Recorded data
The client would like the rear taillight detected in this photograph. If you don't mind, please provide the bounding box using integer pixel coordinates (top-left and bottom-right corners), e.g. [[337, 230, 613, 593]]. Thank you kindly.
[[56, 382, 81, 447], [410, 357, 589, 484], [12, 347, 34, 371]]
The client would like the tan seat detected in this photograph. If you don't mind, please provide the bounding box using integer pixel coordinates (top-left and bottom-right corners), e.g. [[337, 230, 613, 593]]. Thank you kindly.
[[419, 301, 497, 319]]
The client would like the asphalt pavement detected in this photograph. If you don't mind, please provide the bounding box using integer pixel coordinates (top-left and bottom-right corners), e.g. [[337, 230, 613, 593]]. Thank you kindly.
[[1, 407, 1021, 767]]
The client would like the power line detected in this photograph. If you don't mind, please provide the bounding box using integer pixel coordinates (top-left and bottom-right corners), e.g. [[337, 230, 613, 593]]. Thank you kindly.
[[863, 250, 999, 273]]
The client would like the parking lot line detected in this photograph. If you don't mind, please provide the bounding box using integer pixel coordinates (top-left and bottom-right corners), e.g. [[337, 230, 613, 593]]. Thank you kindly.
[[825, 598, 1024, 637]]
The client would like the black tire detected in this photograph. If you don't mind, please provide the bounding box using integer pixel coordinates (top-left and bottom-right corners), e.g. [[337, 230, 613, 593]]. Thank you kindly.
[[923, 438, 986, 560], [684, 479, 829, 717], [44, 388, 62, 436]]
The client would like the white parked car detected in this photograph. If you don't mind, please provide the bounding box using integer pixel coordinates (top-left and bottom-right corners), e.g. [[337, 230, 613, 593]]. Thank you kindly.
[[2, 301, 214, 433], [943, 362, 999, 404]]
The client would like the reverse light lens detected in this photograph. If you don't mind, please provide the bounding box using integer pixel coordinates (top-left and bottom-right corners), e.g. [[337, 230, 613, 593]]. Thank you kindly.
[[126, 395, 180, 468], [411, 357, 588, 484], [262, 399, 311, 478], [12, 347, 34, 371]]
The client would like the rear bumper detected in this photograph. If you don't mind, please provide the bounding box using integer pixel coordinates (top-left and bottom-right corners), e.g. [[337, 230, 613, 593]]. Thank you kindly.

Task directions ::
An exact repetition of all the records above is required.

Your solution ::
The client would like the rear taillight detected in this photograph. If you don't mind, please provide the bounding box using integer pixel coordinates (top-left and bottom-right corners), e.g. [[337, 230, 613, 593]]. Thank you kindly.
[[56, 382, 81, 447], [410, 357, 589, 484], [12, 347, 34, 371]]
The client would like the tan seat detected in this photograph. If you don't mind, please provide the bounding box using integer pixel coordinates (top-left and bottom-right corners), e.g. [[337, 230, 613, 593]]. Thank you kindly.
[[419, 301, 497, 319]]
The client would like the asphalt pavement detected in this photograph. If you don't mind, please provide the bounding box using integer pixel coordinates (top-left and bottom-right corners), e.g. [[337, 230, 613, 593]]. Thank you kindly.
[[1, 407, 1021, 767]]
The client would like the power line detected in this photograph. If you don't mind, please provide the bounding box using integer pixel coordinates (top-left and bottom-right corners), e.g. [[337, 230, 613, 593]]. Thank you kindly.
[[863, 250, 999, 273]]
The client would like the parking lot line detected in this photograph. If you don't mind, please provide the bounding box using integer pixel coordinates (top-left and bottom-right corners), e.g. [[337, 230, 613, 593]]. Thank you kindly.
[[825, 598, 1024, 637]]
The client would like the black tire detected in this photograph. If you don't mind, please provide the bounding box using integer pixel coordinates (top-left and bottom-right corners), e.g. [[337, 230, 613, 593]]. Thank you kindly.
[[923, 438, 986, 560], [684, 479, 829, 717], [44, 388, 62, 436]]
The client would like the white parked car detected in this photograph. If you don't mind, please provide the bounding box using integer pixel coordinates (top-left and bottom-right corners), e.g. [[337, 230, 613, 593]]. Thank you kindly.
[[2, 301, 214, 433], [943, 362, 999, 404]]
The client would like the reverse light lens detected in this photograph. If you don't mind, please provide the bounding box using integer pixel coordinates (top-left and bottom-right corners), e.g. [[337, 230, 613, 593]]. Thank you kindly.
[[126, 395, 180, 468], [411, 357, 588, 484], [262, 399, 311, 478], [12, 347, 34, 371]]
The client would like the rear bumper detected in this photograph. If you don't mind, please provide the bounding box using integer pixel coordinates (top-left and bottom-right corners), e.g. [[337, 230, 613, 593]]. Thank you kindly.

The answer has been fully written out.